● TASKS FOR THIS EXERCISE
A) Rewrite the stretch from "What Does a" through "impact on individuals." in the passage on speech-language and hearing researchers, changing "trials" to "experiments".
B) Translate this sentence from the passage on speech-language and hearing researchers into Spanish: "They are primarily researchers and teachers, although they may also see patients as part of their research projects."

Communication is central to being human. However, according to the American Speech-Language-Hearing Association (ASHA), some 40 million Americans have a speech, language, or hearing disability, drastically changing the way they communicate with other people and their environment.

A speech-language and hearing researcher can expand our understanding of these disabilities and develop treatments for patients with a communication disorder. As our population ages, the number of people with a speech, language, or hearing disability is expected to grow, resulting in increasing demand for speech-language and hearing researchers. A degree in communication sciences and disorders, such as the online Bachelor of Science (BS) in Communication Sciences and Disorders program at Maryville University, can be a good foundation for individuals who are interested in this career field and want to help treat communication disorders.

Speech-language and hearing researcher administering a hearing test.

What Does a Speech-Language and Hearing Researcher Do?

Speech-language and hearing researchers explore the normal and abnormal functions of human communication. They are primarily researchers and teachers, although they may also see patients as part of their research projects. They conduct studies and trials, explore trends in the communication sciences, and investigate the biological and physiological causes of communication disorders and their impact on individuals.

Speech-language and hearing researchers also develop techniques to assess and treat communication disorders. Since many communication disorders have a physical component, researchers may work with engineers to develop hearing aids, or they may work with dentists and orthodontists to alleviate speech disorders. They also work with educators, psychologists, and physicians to help solve patients’ communication disorders.

Speech-language and hearing researchers commonly work in the following settings:

  • Schools. Since many speech-language and hearing disorders are congenital (from birth) or present during childhood, school systems employ speech pathologists and audiologists to provide services to students with communication disorders.
  • Government agencies. Local and state public health agencies employ speech-language and hearing professionals to provide services, conduct research, and establish public health policies.
  • Universities and research institutes. Professionals conduct research, run labs, and treat patients through university centers. They recruit and mentor students and work with colleagues across disciplines.

What Are the Common Types of Communication Disorders?

Items from a data source
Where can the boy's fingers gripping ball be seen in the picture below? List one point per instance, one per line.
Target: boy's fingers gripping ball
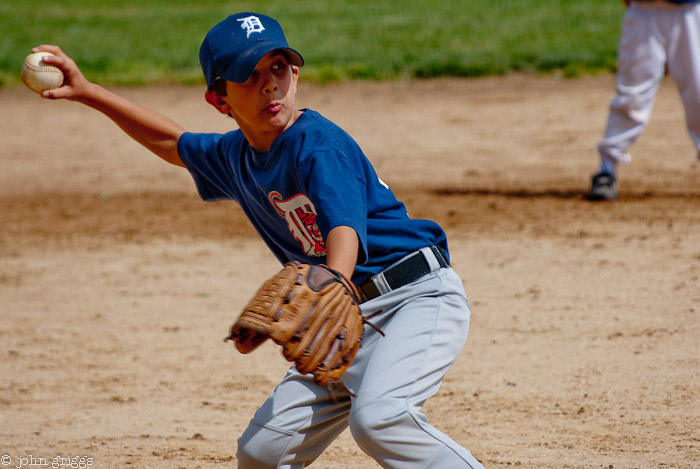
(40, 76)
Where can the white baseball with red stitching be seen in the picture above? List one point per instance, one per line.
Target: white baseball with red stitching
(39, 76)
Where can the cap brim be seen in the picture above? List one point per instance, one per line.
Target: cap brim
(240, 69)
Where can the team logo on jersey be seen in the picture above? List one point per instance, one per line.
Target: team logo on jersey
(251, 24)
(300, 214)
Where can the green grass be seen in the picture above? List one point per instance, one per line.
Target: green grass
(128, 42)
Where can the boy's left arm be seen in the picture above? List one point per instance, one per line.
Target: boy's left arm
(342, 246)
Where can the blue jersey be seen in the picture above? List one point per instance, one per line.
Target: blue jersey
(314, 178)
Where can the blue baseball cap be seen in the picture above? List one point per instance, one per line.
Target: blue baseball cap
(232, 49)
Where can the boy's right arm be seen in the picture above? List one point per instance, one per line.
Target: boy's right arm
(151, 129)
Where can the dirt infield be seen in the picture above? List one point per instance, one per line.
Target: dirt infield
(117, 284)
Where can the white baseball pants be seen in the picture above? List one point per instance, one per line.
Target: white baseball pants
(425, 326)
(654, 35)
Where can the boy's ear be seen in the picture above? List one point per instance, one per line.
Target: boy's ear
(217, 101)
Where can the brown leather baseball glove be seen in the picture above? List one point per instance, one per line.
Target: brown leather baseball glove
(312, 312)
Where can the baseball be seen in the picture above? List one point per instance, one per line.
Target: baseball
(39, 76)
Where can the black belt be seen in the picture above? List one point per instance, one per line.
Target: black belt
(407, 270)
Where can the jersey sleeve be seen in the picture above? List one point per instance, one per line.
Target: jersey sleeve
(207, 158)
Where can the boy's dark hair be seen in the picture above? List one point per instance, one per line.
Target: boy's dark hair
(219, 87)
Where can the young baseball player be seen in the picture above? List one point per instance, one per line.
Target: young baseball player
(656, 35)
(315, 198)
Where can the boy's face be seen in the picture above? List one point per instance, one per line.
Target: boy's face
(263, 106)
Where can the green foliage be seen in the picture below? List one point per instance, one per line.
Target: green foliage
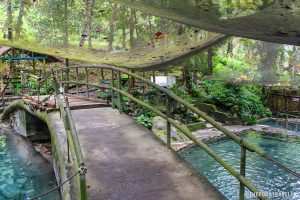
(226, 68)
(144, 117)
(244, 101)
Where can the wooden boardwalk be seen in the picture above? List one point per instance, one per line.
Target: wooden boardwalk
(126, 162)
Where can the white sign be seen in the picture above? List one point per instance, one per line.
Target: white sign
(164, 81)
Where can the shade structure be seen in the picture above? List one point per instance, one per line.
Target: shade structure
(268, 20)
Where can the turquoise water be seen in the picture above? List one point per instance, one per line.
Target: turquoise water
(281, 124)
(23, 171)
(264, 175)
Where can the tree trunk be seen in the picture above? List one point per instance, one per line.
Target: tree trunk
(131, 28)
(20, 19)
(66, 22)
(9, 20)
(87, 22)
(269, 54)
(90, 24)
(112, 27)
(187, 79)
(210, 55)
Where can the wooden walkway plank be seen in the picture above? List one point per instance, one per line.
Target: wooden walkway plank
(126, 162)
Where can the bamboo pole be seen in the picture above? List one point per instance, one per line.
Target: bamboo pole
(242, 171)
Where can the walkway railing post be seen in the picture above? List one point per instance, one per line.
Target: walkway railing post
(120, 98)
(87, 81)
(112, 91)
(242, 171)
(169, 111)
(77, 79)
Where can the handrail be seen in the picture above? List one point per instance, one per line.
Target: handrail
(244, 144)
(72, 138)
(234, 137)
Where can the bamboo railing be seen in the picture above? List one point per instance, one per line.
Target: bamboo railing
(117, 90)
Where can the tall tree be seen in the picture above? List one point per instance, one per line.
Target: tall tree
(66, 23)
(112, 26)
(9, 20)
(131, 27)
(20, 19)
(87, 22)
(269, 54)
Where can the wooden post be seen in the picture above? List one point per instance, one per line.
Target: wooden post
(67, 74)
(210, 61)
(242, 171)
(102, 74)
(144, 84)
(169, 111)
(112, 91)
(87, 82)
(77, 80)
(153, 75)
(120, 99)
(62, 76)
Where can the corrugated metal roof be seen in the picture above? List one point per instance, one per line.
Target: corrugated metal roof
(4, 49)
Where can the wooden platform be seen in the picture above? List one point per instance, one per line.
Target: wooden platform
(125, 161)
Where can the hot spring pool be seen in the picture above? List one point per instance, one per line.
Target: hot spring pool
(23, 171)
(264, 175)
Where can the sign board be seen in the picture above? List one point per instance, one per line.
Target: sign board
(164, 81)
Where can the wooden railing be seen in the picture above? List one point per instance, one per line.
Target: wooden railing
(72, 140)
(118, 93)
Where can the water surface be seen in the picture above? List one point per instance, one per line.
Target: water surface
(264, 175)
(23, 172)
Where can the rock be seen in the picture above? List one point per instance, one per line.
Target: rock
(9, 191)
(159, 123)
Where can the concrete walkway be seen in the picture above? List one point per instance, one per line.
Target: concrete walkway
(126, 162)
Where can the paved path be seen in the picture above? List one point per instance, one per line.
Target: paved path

● ANSWERS TO EACH TASK
A)
What Does a Speech-Language and Hearing Researcher Do?

Speech-language and hearing researchers explore the normal and abnormal functions of human communication. They are primarily researchers and teachers, although they may also see patients as part of their research projects. They conduct studies and experiments, explore trends in the communication sciences, and investigate the biological and physiological causes of communication disorders and their impact on individuals.

B) Son principalmente investigadores y docentes, aunque también pueden atender a pacientes como parte de sus proyectos de investigación.